WORK TO COMPLETE:
State how many lines of the material below contain the string "Segment", treating uppercase and lowercase as different. Reply with the number only.

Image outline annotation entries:
·····
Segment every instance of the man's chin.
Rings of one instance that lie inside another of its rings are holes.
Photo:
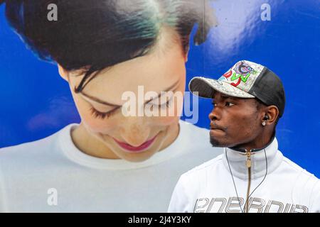
[[[226,147],[225,144],[221,143],[221,141],[219,141],[211,136],[210,137],[210,143],[211,143],[213,147],[217,147],[217,148]]]

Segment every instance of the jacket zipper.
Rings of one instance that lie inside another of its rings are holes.
[[[247,181],[247,199],[245,200],[245,213],[248,213],[249,211],[249,196],[250,193],[250,186],[251,186],[251,150],[247,151],[245,150],[245,154],[247,155],[247,174],[248,174],[248,181]]]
·····
RESPONSE FOR THIS EXERCISE:
2